**Brief:** Produce the listing below again, exactly as shown.

**Available data:**
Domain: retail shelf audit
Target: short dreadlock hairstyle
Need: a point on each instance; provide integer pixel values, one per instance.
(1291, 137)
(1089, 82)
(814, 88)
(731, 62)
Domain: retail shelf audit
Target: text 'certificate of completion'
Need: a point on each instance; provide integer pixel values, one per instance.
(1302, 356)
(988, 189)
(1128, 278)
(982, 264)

**Answer for this exercise:**
Domain: retail shelf audit
Target: short dreadlock hairstyle
Need: a point on each instance; provide integer pixel values, one per instance.
(1291, 137)
(1089, 82)
(814, 88)
(731, 62)
Domain: retail shelf audit
Target: text 'certificate of completion'
Need: a point on each instance; provide integer pixel values, one per instance.
(1302, 356)
(988, 189)
(1128, 278)
(982, 264)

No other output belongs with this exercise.